TEXTE DE RÉFÉRENCE:
++++

Madone, Val Bedretto (TI) © marcovolken.ch
Le dilemme de la géothermie

Ces zones poreuses jouent un rôle important pour le potentiel de la géothermie profonde, qui extrait la chaleur des profondeurs en créant un circuit d’eau depuis la surface. On peut soit forer dans une faille contenant une roche poreuse, ce qui permet à l’eau de circuler naturellement, soit fracturer une roche sèche avec un liquide sous haute pression et créer ou réactiver des fissures. Mais ces deux approches ne sont pas sans risque sismique, comme l’ont montré les essais menés à Bâle en 2007 et à Saint-Gall en 2013.

L’équipe fribourgeoise veut mieux comprendre les liens entre failles et tremblements de terre. «La fracturation hydraulique génère de très fortes pressions qui peuvent déclencher de petits tremblements de terre, précise Jon Mosar. L’alternative – forer dans une faille – revient à toucher une zone déjà sensible. Il est donc crucial de mieux comprendre les facteurs influençant la sismicité d’une faille, afin de pouvoir minimiser les risques.»

Lorsque la pluie provoque des séismes

Fribourg se trouve à côté d’une zone active: un tremblement de terre de magnitude 4,3 sur l’échelle de Richter a eu lieu en 1999 avec Marly comme épicentre. Pour étudier la sismicité de la région, l’équipe de Jon Mosar s’appuie sur des explorations pétrolières menées de 1960 à 1990: des camions vibreurs avaient réalisé une multitude de mesures, des échographies auscultant le sous-sol en analysant les signaux réfléchis par les différentes couches géologiques. Elle a également installé deux sismographes et un réseau de quatre mini-capteurs pour mesurer les nombreuses secousses extrêmement faibles qui échappent à la surveillance usuelle: des magnitudes de -2 à +2,5 sur l’échelle de Richter, soit des milliers de fois plus faibles qu’un séisme perceptible par un humain. Les analyses ont révélé des familles de failles situées à moins de 2 km de profondeur – soit bien moins que prévu – qui sont sismiquement actives et dont une se situe sous la ville de Fribourg.

++++

DONNÉES FOURNIES:
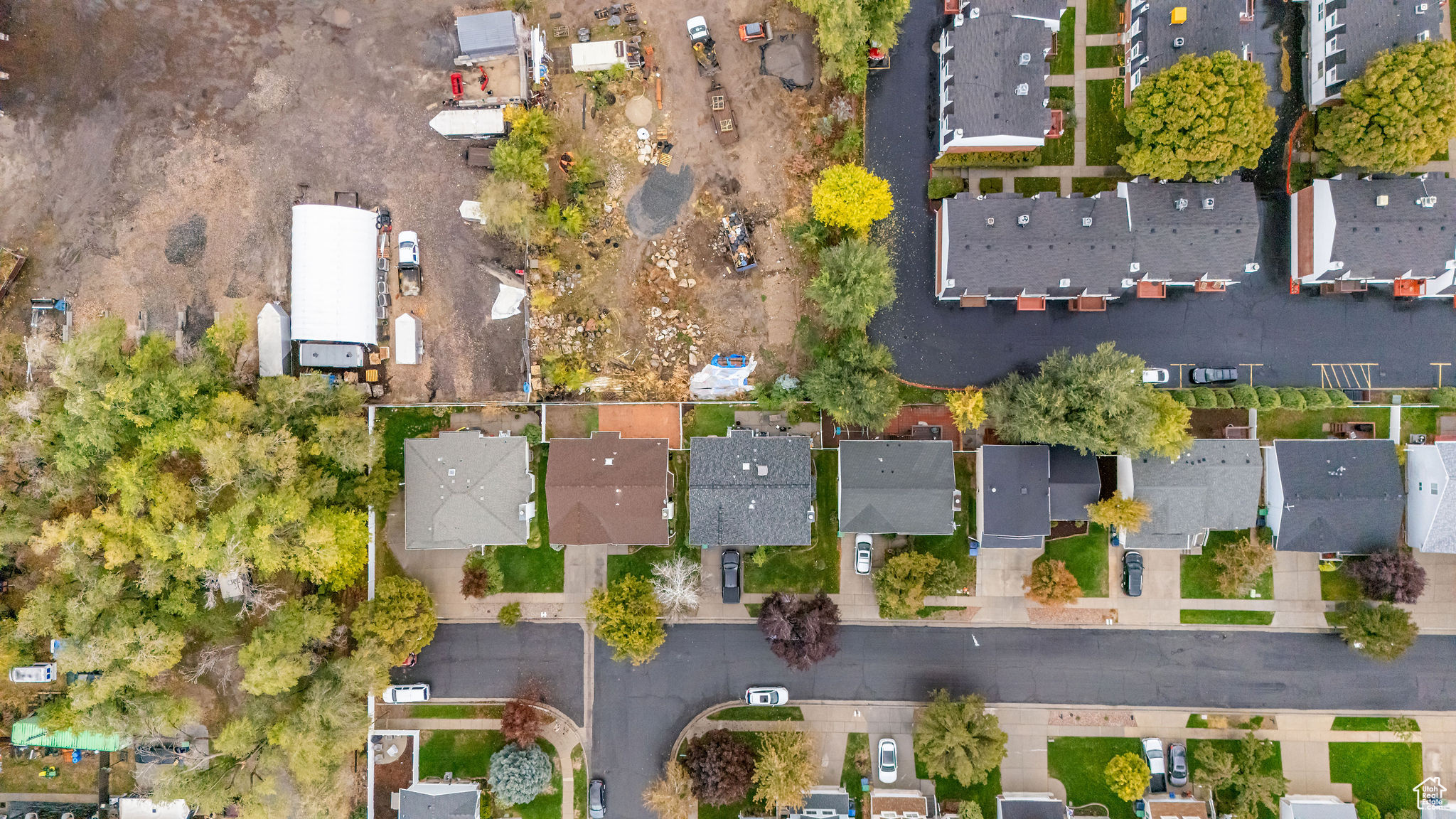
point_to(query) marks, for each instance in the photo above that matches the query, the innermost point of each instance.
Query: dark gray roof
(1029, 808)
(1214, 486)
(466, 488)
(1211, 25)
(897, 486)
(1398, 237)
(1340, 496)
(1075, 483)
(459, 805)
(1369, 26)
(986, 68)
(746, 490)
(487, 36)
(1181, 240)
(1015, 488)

++++

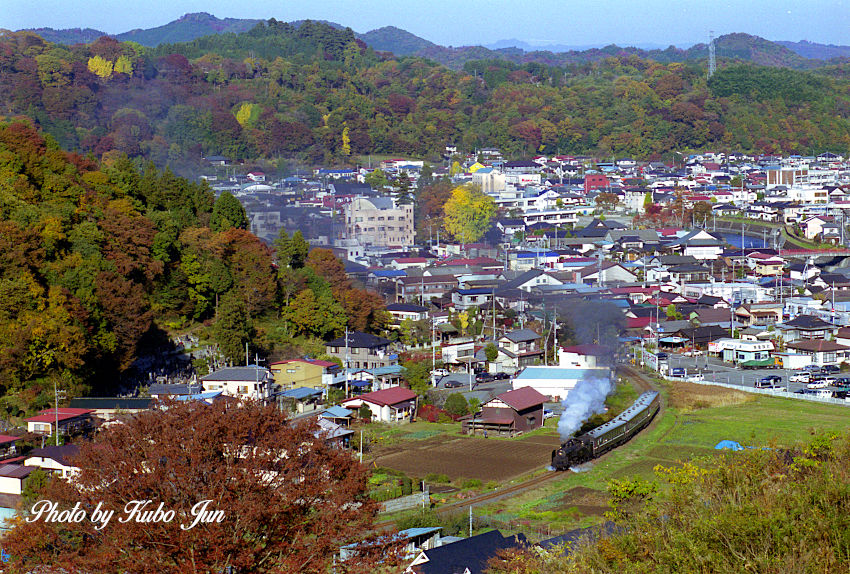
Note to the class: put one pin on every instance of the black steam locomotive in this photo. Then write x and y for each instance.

++++

EXERCICES:
A) Citez le passage du texte sur la géothermie qui va de « Madone, Val Bedretto » jusqu'à « Saint-Gall en 2013. » inclus.
B) Relevez toutes les années mentionnées dans le texte sur la géothermie.
Les données n'ont aucun lien avec le texte.

CORRIGÉS:
A)
Madone, Val Bedretto (TI) © marcovolken.ch
Le dilemme de la géothermie

Ces zones poreuses jouent un rôle important pour le potentiel de la géothermie profonde, qui extrait la chaleur des profondeurs en créant un circuit d’eau depuis la surface. On peut soit forer dans une faille contenant une roche poreuse, ce qui permet à l’eau de circuler naturellement, soit fracturer une roche sèche avec un liquide sous haute pression et créer ou réactiver des fissures. Mais ces deux approches ne sont pas sans risque sismique, comme l’ont montré les essais menés à Bâle en 2007 et à Saint-Gall en 2013.

B) 2007, 2013, 1999, 1960, 1990